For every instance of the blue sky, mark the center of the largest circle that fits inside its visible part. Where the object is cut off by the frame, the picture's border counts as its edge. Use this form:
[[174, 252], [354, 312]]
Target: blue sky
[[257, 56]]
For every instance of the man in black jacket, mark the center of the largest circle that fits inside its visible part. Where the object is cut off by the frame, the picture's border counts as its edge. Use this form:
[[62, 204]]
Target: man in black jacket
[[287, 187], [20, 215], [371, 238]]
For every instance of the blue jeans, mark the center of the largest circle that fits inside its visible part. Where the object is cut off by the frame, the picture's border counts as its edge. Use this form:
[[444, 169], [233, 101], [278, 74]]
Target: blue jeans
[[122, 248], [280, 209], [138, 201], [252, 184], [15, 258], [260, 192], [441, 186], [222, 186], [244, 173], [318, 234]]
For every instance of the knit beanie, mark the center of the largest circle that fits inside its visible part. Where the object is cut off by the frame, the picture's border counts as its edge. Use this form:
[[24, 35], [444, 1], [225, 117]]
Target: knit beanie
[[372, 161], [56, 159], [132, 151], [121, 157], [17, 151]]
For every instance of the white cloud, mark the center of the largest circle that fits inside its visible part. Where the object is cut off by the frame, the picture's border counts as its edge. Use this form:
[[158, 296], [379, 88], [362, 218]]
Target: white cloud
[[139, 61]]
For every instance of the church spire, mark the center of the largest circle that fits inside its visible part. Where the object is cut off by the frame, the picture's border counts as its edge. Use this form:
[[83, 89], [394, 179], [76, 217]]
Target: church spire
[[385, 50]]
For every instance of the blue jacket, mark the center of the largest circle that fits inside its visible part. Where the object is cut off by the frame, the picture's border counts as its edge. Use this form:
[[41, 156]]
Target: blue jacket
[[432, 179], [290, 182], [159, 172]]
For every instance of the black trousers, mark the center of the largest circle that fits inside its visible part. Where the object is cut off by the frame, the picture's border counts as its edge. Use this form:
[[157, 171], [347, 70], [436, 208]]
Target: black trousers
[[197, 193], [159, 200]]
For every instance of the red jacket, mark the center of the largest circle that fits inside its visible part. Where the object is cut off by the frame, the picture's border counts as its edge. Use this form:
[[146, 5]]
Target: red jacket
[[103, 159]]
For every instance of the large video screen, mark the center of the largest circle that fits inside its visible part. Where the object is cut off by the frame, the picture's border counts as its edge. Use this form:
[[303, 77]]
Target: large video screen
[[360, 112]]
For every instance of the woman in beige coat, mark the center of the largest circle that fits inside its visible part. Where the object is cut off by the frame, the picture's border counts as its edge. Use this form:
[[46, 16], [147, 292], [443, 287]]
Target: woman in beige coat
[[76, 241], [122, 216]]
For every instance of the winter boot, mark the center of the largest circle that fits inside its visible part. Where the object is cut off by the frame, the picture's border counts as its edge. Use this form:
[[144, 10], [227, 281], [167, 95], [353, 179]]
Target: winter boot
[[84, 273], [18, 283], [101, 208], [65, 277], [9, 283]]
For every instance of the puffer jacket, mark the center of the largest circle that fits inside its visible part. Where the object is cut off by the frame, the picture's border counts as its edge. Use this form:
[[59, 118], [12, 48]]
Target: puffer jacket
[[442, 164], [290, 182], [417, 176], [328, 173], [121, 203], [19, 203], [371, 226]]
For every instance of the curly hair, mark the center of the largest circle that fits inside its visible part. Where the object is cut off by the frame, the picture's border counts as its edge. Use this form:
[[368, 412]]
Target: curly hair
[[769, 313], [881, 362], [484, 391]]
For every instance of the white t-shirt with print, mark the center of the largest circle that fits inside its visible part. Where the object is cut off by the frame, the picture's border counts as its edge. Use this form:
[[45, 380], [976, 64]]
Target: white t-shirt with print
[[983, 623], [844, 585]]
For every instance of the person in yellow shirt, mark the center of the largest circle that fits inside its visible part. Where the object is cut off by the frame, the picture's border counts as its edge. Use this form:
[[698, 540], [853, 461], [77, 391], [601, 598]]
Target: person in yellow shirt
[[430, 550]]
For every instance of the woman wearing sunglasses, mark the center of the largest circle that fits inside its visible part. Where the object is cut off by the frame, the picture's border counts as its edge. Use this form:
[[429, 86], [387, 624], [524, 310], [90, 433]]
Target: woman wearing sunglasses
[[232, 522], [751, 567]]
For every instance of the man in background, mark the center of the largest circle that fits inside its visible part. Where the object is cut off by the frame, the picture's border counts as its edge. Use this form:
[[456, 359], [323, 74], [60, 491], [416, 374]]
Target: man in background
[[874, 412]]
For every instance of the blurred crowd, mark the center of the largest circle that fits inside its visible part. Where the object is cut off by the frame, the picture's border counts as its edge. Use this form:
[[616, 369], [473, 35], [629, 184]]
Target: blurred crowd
--------
Formate todas as linhas da listagem acima como uma lista numerada, omitindo as linhas em branco.

1. For every instance of the blue sky, mark the center of the largest circle that fits inside its visible part. Where the object is cut off by the frame, the picture's border counts as its edge. Use this form:
2. [[174, 252], [354, 312]]
3. Target: blue sky
4. [[257, 56]]
5. For every instance of the man in black jacket, mark the center of the largest circle that fits inside its visible part. Where the object is cut off by the frame, the picture's border counts as its edge. Use this form:
6. [[62, 204]]
7. Target: man in black jacket
8. [[287, 187], [20, 215], [371, 238]]
9. For every instance of the blue jeans, mark the center of the largest circle that fits inside its visible part. Where the object is cut off by the frame, the picture's border counts as its edge. Use this form:
10. [[444, 169], [233, 101], [278, 74]]
11. Target: blue jeans
12. [[122, 248], [280, 209], [138, 201], [252, 184], [15, 258], [260, 192], [441, 186], [222, 186], [244, 173], [318, 234]]
13. For every instance of the knit beanie, mark the center of the largest circle that fits inside its visible part. Where the object is cut off by the frame, the picture's border counts as its edge. Use this form:
14. [[24, 35], [444, 1], [225, 117]]
15. Target: knit beanie
16. [[372, 161], [56, 159], [132, 151], [121, 157], [17, 151]]
17. For every instance of the white cloud, mark the center of the largest circle that fits inside its visible part. Where the object is cut off by the frame, the picture's border counts as its edge. Use this form:
18. [[158, 296], [379, 88], [362, 218]]
19. Target: white cloud
20. [[139, 61]]
21. For every instance of the church spire, mark the center of the largest circle that fits inside its visible part. Where the object is cut off by the frame, the picture's border counts as its edge. Use this form:
22. [[83, 89], [394, 179], [76, 217]]
23. Target: church spire
24. [[385, 50]]
25. For every instance of the blue jacket, mark the center of the largest circle that fits inside its visible part. Where the object is cut off by the frame, the picture's border counts as its edge. Use this form:
26. [[41, 156]]
27. Target: blue jacket
28. [[432, 179], [290, 182], [159, 172]]
29. For every instance of the black trousers, mark the center of the largest circle that fits inside its visible part. Where the object is cut off by the frame, the picture's border counts as its edge. Use this form:
30. [[157, 171], [347, 70], [436, 208]]
31. Target: black trousers
32. [[197, 193], [159, 200]]
33. For every instance of the red jacket, mark the center of the largest circle that fits inside its visible part. Where the object is cut off by the frame, the picture's border counts as its edge. Use this form:
34. [[146, 5]]
35. Target: red jacket
36. [[103, 159]]
37. For every instance of the large video screen, mark the center of the largest circle that fits inside its visible part. Where the object is cut off by the frame, the picture's border counts as its edge. Use this form:
38. [[303, 77]]
39. Target: large video screen
40. [[360, 112]]
41. For every instance of the woman in beige coat, mark the center of the largest circle that fits inside its visible part. Where the object is cut off by the frame, the picture's border counts as its edge. Use this form:
42. [[46, 16], [147, 292], [443, 287]]
43. Target: woman in beige coat
44. [[76, 241], [122, 216]]
45. For every instance of the winter boot, mark the center of the largest circle that fits inside its visible part. Where the object is cut off by the frame, the picture's border counts as its edge. Use this form:
46. [[144, 10], [227, 281], [167, 95], [353, 179]]
47. Target: winter boot
48. [[84, 273], [18, 283], [101, 208], [65, 277], [9, 283]]
49. For every instance of the puffer jacket, mark the center of the largest circle that fits inside its visible part. Where the object is cut off by the frame, the picture's border counts as its edge. Use this form:
50. [[59, 118], [12, 48]]
51. Target: puffer jacket
52. [[442, 164], [290, 182], [417, 176], [328, 173], [121, 203], [19, 203], [371, 226]]
53. For every instance of the curly hair, mark the center of the largest circle that fits inside its visible part. Where the object is cut off by the frame, the picture's border counts as its edge. Use this form:
54. [[368, 412]]
55. Target: curly hair
56. [[769, 313], [881, 362], [484, 391]]
57. For every instance of the white t-shirt with print, mark the center of the largest circle that fits inside its visible part. Where the object is cut off by the frame, the picture's border counts as its edge. Use this form:
58. [[45, 380], [976, 64]]
59. Target: white t-shirt with print
60. [[983, 623], [844, 585]]
61. For every instance of the person in yellow shirt, mark the center of the largest circle that fits inside its visible part. Where the object is cut off by the frame, the picture's border counts as its edge. Use this form:
62. [[698, 540], [853, 461], [77, 391], [601, 598]]
63. Target: person in yellow shirt
64. [[430, 550]]
65. For every instance of the woman wearing sunglasses, mark the center of the largest circle that fits inside its visible part. Where the object is cut off by the frame, the picture's border counts as its edge. Use this form:
66. [[429, 86], [387, 624], [524, 310], [90, 433]]
67. Target: woman wearing sunglasses
68. [[232, 522], [751, 567]]
69. For every instance of the man in background, mark the center of the largest circle that fits inside its visible part. Where the object is cut off by the frame, the picture's border counts as its edge. Use this form:
70. [[456, 359], [323, 74], [60, 491], [416, 374]]
71. Target: man in background
72. [[874, 412]]
73. For every instance of the blurred crowd, mark the center of the largest circle that fits inside its visible part. Where the object is cut off by the frame, the picture's border counts as its edge. Use this form:
74. [[616, 369], [473, 35], [629, 184]]
75. Target: blurred crowd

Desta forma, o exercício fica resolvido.